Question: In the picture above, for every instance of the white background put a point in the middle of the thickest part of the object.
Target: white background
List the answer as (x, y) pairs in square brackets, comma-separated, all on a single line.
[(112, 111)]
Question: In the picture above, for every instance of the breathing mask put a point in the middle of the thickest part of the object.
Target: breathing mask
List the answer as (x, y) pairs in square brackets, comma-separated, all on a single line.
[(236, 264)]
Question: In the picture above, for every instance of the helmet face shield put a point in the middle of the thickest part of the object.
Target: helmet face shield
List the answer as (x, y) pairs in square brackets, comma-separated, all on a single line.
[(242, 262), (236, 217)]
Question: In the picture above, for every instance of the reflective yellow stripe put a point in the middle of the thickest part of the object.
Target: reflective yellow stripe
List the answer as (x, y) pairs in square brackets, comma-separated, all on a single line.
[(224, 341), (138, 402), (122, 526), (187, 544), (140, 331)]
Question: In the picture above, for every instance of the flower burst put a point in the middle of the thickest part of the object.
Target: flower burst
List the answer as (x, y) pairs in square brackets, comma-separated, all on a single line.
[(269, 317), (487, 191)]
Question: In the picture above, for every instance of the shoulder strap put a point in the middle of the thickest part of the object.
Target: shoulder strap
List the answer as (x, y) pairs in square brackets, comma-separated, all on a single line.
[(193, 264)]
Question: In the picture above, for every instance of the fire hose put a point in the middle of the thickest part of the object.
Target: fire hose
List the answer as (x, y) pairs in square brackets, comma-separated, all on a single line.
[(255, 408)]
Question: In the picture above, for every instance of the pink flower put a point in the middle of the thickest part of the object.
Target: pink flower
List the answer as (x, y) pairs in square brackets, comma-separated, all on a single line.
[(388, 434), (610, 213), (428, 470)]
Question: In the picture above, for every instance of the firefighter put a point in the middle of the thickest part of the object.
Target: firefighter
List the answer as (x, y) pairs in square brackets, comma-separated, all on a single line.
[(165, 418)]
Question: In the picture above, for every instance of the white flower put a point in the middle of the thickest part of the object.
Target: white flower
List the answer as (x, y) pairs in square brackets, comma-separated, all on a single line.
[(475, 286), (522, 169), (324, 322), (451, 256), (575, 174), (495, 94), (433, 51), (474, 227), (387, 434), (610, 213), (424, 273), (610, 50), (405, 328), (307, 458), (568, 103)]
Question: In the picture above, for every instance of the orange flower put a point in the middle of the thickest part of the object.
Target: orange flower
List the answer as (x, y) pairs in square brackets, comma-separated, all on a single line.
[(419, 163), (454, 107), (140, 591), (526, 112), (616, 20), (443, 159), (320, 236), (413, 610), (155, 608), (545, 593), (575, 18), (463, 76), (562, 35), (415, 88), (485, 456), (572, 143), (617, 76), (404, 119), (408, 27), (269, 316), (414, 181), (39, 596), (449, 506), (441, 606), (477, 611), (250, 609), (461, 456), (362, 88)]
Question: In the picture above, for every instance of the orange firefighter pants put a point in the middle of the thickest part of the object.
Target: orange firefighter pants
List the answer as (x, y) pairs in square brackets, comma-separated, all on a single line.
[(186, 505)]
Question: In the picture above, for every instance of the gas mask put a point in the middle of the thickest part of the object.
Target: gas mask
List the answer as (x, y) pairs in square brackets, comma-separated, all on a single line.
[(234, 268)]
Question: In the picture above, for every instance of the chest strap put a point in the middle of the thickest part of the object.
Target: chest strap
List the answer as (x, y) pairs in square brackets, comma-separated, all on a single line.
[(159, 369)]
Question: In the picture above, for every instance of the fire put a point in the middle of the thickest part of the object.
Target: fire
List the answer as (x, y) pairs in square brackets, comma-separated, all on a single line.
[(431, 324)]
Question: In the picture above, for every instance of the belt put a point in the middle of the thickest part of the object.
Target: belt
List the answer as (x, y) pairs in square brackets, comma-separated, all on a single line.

Written request ▸ Copy out all of the rows above with "thickest part" swapped for "widest part" and nothing else altered.

Output for this task ▸
Question: In the picture above, for every instance of the white background put a point in the middle of the widest part of the object.
Target: white background
List the answer as (x, y) pairs in square brackets, comma-separated, all on a single line.
[(112, 111)]
Question: In the picture above, for every instance of the breathing mask put a point in the middle of the widest part of the object.
Target: breathing mask
List the answer as (x, y) pairs in square brackets, comma-separated, all on a single line.
[(236, 264)]
Question: In the picture above, for every instance of the helmet face shield put a point in the middle of the widest part of the object.
Target: helmet face shield
List the answer as (x, y) pairs in square brackets, comma-separated, all on a single line.
[(242, 262), (236, 217)]
Question: In the picture above, for every instance of the reflective yellow stripe put a point in the middle of the widest part of the object.
Target: reflective yellow stripe
List the answer as (x, y) pairs in square brackets, comma-separated, all on a single line.
[(224, 341), (138, 402), (122, 526), (187, 544), (140, 331)]
Question: In the picture above, for every instance of the flower burst put a point in the middle of the widest part of the object.
Target: flower burst
List the answer as (x, y) pairs in square brackets, comma-separated, all on a single line.
[(269, 317), (487, 191)]
Question: In the picture above, for every instance of the shoulder strap put a point in the middle of the widest part of the object.
Target: shoulder strap
List the answer as (x, y) pairs in square brackets, comma-separated, all on a single line.
[(193, 264)]
Question: In the picture above, for every instance of the fire hose put a point in the middle of the widest part of the object.
Target: fire hose
List the answer as (x, y) pairs in square brackets, comma-separated, all on a single line.
[(255, 408)]
Question: In the picture above, for every instance of the pink flower put a point in the middle of the widest part of the object.
Target: pink flower
List the answer as (x, y) pairs in square brackets, comma-separated, all on a single line.
[(388, 434), (610, 213), (428, 470)]
Question: In the picture above, for every instance of the firefighter put a point in the middle of the widest part of the object.
Target: firefighter
List the answer as (x, y) pairs in square brackets, comma-separated, all on a single line.
[(165, 418)]
Question: In the picture above, for every instance of the white flower put a point in the middle of the widest part of the object.
Target: white flower
List the answer as (x, y) pairs in square brackets, comma-separated, all on a single line.
[(475, 286), (522, 169), (324, 322), (451, 256), (575, 174), (495, 94), (433, 51), (474, 227), (387, 434), (610, 213), (424, 273), (610, 50), (405, 328), (307, 458), (568, 103)]
Question: In the picture above, for every instance of the orange flower put a point in the middle of the widest part of the object.
Target: orange flower
List the answer as (x, y) pairs in square brackets, comma-separated, all on a single line.
[(419, 163), (454, 107), (140, 591), (526, 112), (616, 20), (443, 159), (320, 236), (413, 610), (155, 608), (545, 593), (575, 18), (463, 76), (562, 35), (415, 88), (485, 456), (572, 143), (617, 76), (404, 119), (408, 27), (269, 316), (414, 181), (39, 596), (449, 506), (441, 606), (477, 611), (250, 609), (461, 456), (362, 88)]
Question: In the picture above, for every instance of the orange firefighter pants put a point in the middle of the widest part of the object.
Target: orange firefighter pants
List the answer as (x, y) pairs in square brackets, comma-separated, all on a single line.
[(186, 505)]
Question: In the picture above, for every instance of the gas mask put a point in the middle of the widest part of the object.
Target: gas mask
List the answer as (x, y) pairs in square brackets, comma-separated, all on a single line.
[(234, 268)]
Question: In the picture above, for every instance of the chest strap put a point in the middle of the widest part of the object.
Target: chest strap
List the answer as (x, y) pairs in square brackets, comma-separated, all on a single line.
[(159, 369)]
Question: In the picture above, for every instance of the fire put a point in the middle of the widest part of the object.
Target: fire
List the answer as (x, y) pairs in square brackets, comma-separated, all on a single line.
[(431, 324)]
Question: In the picture above, for every instance of the belt put a point in the middle of the widest part of the object.
Target: belt
List the answer as (x, y) pairs in square brackets, comma-separated, all on a single line.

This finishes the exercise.